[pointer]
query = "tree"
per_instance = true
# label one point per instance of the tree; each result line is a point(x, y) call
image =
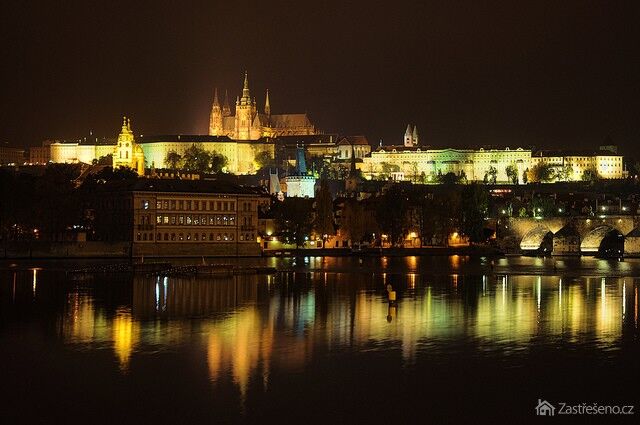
point(392, 214)
point(449, 178)
point(542, 172)
point(173, 159)
point(590, 175)
point(293, 219)
point(512, 173)
point(196, 158)
point(264, 160)
point(565, 173)
point(474, 207)
point(353, 220)
point(323, 222)
point(218, 162)
point(493, 174)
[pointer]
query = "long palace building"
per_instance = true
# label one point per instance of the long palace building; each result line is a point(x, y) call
point(243, 133)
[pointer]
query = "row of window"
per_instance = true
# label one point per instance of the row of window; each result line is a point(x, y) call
point(197, 205)
point(196, 220)
point(192, 237)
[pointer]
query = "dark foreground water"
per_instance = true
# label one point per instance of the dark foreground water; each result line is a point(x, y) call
point(319, 343)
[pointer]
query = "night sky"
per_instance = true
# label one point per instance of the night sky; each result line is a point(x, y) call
point(558, 74)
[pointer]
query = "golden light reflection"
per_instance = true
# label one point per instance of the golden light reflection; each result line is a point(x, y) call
point(126, 334)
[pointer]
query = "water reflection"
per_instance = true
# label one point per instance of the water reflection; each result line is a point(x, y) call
point(246, 328)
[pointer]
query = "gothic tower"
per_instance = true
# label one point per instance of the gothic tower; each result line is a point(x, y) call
point(408, 136)
point(245, 111)
point(267, 106)
point(215, 120)
point(226, 110)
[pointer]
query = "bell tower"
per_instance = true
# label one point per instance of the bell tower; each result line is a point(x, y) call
point(245, 108)
point(215, 120)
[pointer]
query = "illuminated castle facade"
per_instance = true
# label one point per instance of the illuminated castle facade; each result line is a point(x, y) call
point(250, 124)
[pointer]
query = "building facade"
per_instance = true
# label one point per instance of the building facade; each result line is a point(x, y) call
point(177, 218)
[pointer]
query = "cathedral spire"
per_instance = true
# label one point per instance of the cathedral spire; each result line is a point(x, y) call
point(246, 95)
point(267, 107)
point(216, 102)
point(226, 109)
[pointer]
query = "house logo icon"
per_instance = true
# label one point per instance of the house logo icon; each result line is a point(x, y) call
point(544, 408)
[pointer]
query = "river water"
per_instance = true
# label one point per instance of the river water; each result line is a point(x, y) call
point(469, 340)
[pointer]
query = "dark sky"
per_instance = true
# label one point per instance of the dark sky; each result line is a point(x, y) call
point(551, 74)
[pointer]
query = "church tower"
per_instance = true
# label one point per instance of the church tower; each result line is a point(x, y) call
point(215, 120)
point(245, 111)
point(226, 110)
point(267, 106)
point(127, 153)
point(408, 136)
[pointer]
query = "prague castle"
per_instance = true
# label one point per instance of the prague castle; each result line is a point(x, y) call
point(244, 133)
point(249, 124)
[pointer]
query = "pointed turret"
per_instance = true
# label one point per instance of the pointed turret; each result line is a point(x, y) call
point(246, 94)
point(226, 109)
point(215, 98)
point(408, 136)
point(215, 119)
point(267, 106)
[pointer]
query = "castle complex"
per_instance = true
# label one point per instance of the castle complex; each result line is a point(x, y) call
point(249, 124)
point(244, 133)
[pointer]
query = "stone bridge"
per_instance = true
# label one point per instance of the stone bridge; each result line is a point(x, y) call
point(610, 235)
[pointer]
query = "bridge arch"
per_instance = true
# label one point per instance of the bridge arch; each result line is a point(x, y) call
point(603, 240)
point(537, 240)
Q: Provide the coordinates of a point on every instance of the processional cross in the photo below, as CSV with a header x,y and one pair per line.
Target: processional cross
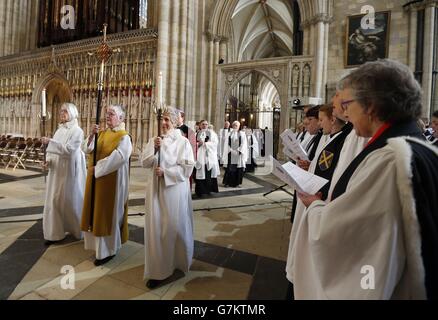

(Short task): Turn every line of the records above into a numbered list, skipping blank lines and leaving out the pictures.

(The completed task):
1. [pointer]
2. query = "tree"
3. per_instance = true
4. # label one point per instance of the tree; each result line is a point(x, y) call
5. image =
6. point(392, 214)
7. point(449, 178)
8. point(542, 172)
9. point(173, 159)
10. point(590, 175)
11. point(293, 219)
12. point(512, 173)
13. point(196, 158)
14. point(264, 160)
15. point(565, 173)
16. point(474, 207)
17. point(353, 220)
18. point(323, 222)
19. point(218, 162)
20. point(493, 174)
21. [pointer]
22. query = "long palace building"
23. per_instance = true
24. # label one point per instance of the long palace building; each result line is a point(x, y) call
25. point(243, 133)
26. [pointer]
27. query = "row of window"
28. per_instance = true
29. # label one point per instance of the row of window; each result line is a point(x, y) call
30. point(197, 205)
31. point(196, 220)
32. point(192, 237)
33. [pointer]
34. query = "dark foreground water"
35. per_instance = true
36. # label one point per instance of the dark foreground water; each result line is a point(x, y) call
37. point(319, 343)
38. [pointer]
39. query = "night sky"
40. per_instance = true
41. # label one point per instance of the night sky; each result line is a point(x, y) call
42. point(558, 74)
43. [pointer]
44. query = "golden light reflection"
45. per_instance = true
46. # label one point per instance of the golden light reflection; each result line is a point(x, y) call
47. point(126, 334)
48. [pointer]
49. query = "water reflection"
50. per_instance = true
51. # label one point per instance of the water reflection; each result line is a point(x, y) call
52. point(246, 328)
53. [pointer]
54. query = "gothic tower"
55. per_instance = true
56. # label one point per instance of the gothic tower; each result line is a point(x, y) call
57. point(408, 136)
58. point(245, 111)
59. point(267, 106)
60. point(215, 120)
61. point(226, 110)
62. [pointer]
63. query = "bell tower"
64. per_instance = true
65. # label one point per instance of the bell tower; each result line is a point(x, y) call
66. point(245, 108)
67. point(215, 120)
68. [pointer]
69. query = "illuminated castle facade"
70. per_instance = true
71. # label one point per instance of the illuminated castle facade; each result line is a point(x, y) call
72. point(250, 124)
73. [pointer]
74. query = "building facade"
75. per_instance = true
76. # label one point per instance of the building facade; each result line is a point(x, y) call
77. point(177, 218)
78. [pointer]
79. query = "cathedral spire"
80. per_instance = true
81. # label one point per instance of the cathedral spire; each result line is a point(x, y) call
82. point(246, 95)
83. point(267, 107)
84. point(216, 102)
85. point(226, 109)
86. [pointer]
87. query = "house logo icon"
88. per_instance = true
89. # label one point per instance of the house logo icon; each result line is a point(x, y) call
90. point(544, 408)
91. [pointer]
92. query = "river water"
93. per_instance = true
94. # label one point per instance of the river water; each result line is a point(x, y) call
95. point(469, 340)
96. [pointer]
97. query = "dark sky"
98. per_instance = true
99. # label one point per instance of the dark sky; each result line is a point(x, y) call
100. point(551, 74)
101. [pointer]
102. query = "church tower"
103. per_instance = true
104. # label one point per instance of the church tower; each result line is a point(x, y) call
105. point(215, 120)
106. point(245, 111)
107. point(226, 110)
108. point(267, 106)
109. point(127, 153)
110. point(408, 136)
111. [pointer]
112. query = "prague castle"
113. per_instance = true
114. # label one point per instance of the prague castle; each result line is a point(x, y) call
115. point(244, 133)
116. point(249, 124)
117. [pointer]
118. query = "pointed turret"
119. per_instance = true
120. # label one point per instance of the pointed turret; each result line is a point(x, y) call
121. point(246, 94)
122. point(226, 109)
123. point(215, 98)
124. point(408, 136)
125. point(215, 119)
126. point(267, 106)
127. [pointer]
128. query = "castle complex"
129. per_instance = true
130. # label one point per instance of the castle complex; each result line is a point(x, y) call
131. point(249, 124)
132. point(244, 133)
133. [pointer]
134. query = "stone bridge"
135. per_instance = true
136. # label one point per instance of the stone bridge; each result line is a point(x, y) call
137. point(610, 235)
138. [pointer]
139. query = "bridge arch"
140. per_instance = true
141. # label one point per instance of the bridge arch; each result line is a point(x, y) call
142. point(603, 240)
143. point(537, 240)
144. Q: Provide the coordinates of a point on every instance of the processional cross in the photo below, as CSV with a header x,y and one pair per line.
145. Target: processional cross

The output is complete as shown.